Raw records:
>> Start

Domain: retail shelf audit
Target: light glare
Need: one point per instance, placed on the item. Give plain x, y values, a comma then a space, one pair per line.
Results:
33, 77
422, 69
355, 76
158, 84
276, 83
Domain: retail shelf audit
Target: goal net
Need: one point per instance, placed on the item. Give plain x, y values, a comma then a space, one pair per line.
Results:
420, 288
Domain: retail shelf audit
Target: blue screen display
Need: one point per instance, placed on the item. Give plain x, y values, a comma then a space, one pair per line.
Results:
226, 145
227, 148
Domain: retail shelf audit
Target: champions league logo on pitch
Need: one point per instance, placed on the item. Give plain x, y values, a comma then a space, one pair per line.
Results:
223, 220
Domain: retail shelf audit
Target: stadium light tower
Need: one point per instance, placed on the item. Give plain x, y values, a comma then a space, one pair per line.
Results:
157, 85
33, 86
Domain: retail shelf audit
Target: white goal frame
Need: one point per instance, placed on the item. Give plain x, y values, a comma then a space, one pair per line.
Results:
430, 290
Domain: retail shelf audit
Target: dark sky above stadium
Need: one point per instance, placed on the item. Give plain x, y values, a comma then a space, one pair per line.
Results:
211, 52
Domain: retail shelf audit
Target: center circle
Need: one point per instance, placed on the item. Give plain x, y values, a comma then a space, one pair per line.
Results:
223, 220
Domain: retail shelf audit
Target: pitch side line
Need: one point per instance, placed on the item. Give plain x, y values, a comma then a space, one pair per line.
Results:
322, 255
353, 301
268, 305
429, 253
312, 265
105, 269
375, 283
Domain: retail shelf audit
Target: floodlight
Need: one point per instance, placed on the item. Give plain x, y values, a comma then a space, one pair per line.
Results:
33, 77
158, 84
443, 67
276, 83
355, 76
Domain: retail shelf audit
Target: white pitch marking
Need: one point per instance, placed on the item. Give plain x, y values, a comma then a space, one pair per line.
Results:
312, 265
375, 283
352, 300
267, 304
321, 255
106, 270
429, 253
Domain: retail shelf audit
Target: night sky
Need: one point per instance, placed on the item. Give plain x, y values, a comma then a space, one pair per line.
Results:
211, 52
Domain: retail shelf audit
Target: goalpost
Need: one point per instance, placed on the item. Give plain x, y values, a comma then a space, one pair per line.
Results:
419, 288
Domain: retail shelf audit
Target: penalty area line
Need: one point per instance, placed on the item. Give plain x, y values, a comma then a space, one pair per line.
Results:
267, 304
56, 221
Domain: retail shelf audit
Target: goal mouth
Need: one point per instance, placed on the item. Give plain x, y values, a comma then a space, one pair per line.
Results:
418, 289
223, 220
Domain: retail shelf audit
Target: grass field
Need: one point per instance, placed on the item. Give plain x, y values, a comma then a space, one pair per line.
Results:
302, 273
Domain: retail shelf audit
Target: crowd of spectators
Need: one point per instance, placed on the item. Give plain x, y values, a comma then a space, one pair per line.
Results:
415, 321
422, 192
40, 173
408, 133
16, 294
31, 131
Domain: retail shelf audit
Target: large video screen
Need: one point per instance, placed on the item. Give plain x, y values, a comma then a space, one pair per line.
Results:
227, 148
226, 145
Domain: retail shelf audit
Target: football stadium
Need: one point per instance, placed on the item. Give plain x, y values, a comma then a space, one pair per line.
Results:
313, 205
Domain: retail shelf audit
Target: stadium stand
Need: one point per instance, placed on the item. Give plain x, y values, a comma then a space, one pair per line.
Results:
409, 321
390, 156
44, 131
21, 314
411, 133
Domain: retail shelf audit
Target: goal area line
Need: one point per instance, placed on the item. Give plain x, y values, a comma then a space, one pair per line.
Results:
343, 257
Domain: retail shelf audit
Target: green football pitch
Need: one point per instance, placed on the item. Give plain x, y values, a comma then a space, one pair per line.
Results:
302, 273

>> End
>> Start

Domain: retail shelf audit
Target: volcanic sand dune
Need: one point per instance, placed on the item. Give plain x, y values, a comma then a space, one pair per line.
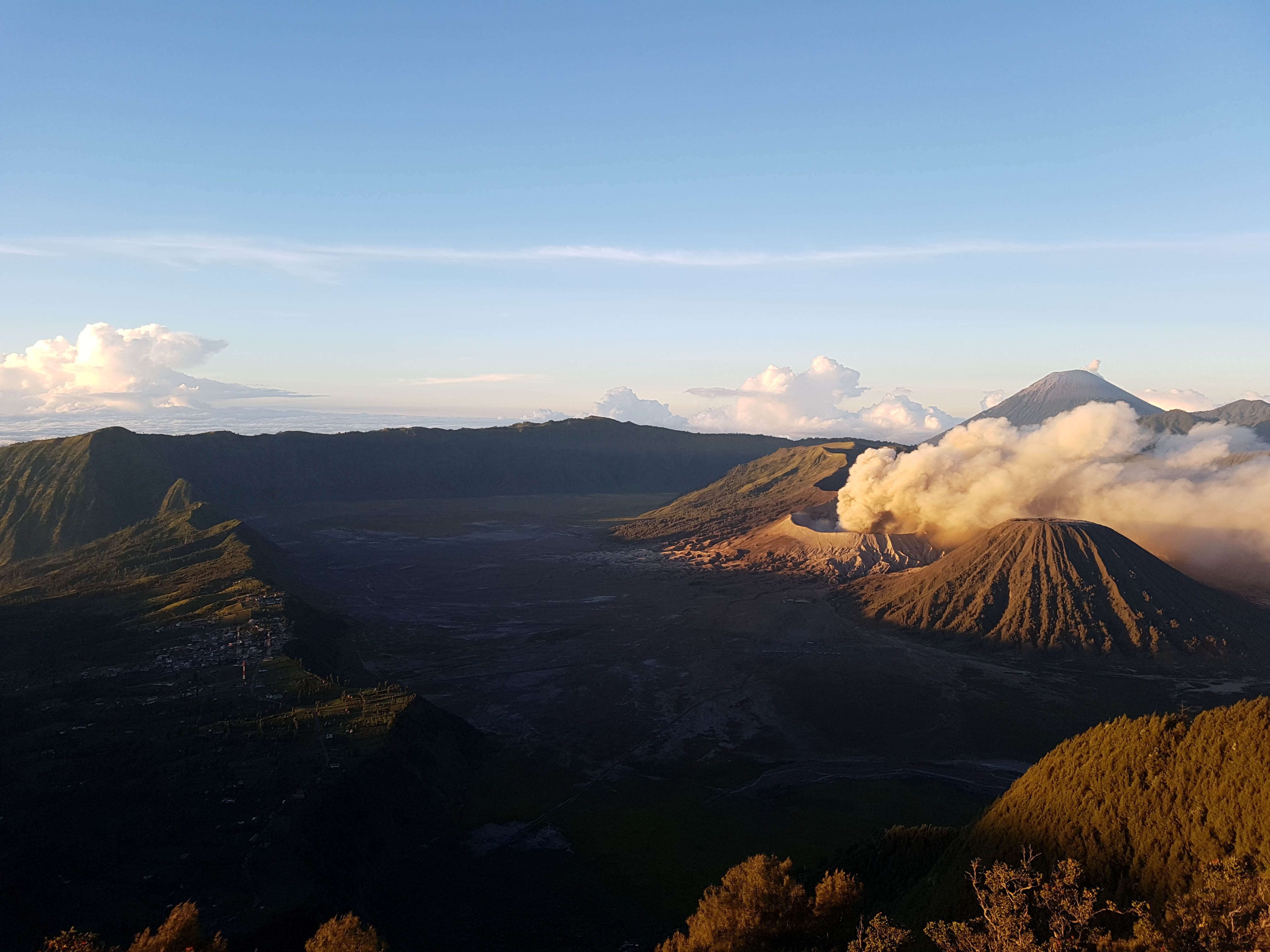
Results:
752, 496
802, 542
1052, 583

>> End
>> Start

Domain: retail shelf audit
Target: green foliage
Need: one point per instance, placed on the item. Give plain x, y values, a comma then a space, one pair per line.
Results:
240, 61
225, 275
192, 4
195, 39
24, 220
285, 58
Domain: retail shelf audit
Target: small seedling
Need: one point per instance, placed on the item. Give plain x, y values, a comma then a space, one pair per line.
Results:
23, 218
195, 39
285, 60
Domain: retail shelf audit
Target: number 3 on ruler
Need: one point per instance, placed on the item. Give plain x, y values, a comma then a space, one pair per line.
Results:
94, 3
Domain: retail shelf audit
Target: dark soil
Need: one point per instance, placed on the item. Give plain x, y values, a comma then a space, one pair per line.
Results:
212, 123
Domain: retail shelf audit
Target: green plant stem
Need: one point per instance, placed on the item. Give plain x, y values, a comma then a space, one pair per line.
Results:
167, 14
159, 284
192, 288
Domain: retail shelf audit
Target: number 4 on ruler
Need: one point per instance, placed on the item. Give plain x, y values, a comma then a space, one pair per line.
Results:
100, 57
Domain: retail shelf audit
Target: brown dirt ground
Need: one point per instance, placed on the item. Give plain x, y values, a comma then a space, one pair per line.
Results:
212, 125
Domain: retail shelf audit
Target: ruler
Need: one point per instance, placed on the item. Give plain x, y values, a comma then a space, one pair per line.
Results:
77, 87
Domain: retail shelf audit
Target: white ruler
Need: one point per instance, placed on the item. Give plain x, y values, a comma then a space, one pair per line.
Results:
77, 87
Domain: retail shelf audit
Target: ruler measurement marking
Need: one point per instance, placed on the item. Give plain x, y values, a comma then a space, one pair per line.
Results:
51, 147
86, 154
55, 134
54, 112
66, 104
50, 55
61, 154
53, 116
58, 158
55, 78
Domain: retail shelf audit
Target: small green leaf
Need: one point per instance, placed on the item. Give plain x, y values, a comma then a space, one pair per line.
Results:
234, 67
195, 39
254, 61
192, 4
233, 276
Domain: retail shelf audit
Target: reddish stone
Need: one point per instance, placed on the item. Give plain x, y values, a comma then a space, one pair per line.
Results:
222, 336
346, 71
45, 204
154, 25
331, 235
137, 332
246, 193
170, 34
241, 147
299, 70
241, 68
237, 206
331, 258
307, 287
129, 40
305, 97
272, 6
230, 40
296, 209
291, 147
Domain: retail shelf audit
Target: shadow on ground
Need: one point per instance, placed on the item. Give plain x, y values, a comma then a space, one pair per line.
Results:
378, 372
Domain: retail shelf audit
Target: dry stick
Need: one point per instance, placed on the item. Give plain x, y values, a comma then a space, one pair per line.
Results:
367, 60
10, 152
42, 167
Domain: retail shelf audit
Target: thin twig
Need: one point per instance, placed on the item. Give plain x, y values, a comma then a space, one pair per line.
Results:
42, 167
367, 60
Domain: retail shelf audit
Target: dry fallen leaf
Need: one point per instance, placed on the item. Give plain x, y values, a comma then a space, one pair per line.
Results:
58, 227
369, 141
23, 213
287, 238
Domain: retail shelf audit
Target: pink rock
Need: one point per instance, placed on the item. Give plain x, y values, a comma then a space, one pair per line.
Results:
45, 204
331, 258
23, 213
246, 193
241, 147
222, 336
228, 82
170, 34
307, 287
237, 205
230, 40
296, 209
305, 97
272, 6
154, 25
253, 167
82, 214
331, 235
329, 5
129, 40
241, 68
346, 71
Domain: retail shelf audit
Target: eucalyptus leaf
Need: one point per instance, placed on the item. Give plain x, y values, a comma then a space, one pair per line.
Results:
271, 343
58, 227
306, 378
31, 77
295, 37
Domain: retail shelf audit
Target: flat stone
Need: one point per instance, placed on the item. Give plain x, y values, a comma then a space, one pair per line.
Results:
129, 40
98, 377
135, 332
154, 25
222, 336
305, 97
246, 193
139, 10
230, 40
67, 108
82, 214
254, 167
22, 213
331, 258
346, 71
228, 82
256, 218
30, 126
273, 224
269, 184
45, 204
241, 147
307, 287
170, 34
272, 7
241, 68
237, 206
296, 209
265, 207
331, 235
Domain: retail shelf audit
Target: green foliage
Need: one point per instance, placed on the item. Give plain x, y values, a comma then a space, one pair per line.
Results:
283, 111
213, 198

>> End

Task description =
Locate each line in the records above that contains the word "pitch", and copy those lines out.

Response to the exercise =
Target: champions league logo on pitch
Target: pitch side line
Target: white pitch marking
Target: green football pitch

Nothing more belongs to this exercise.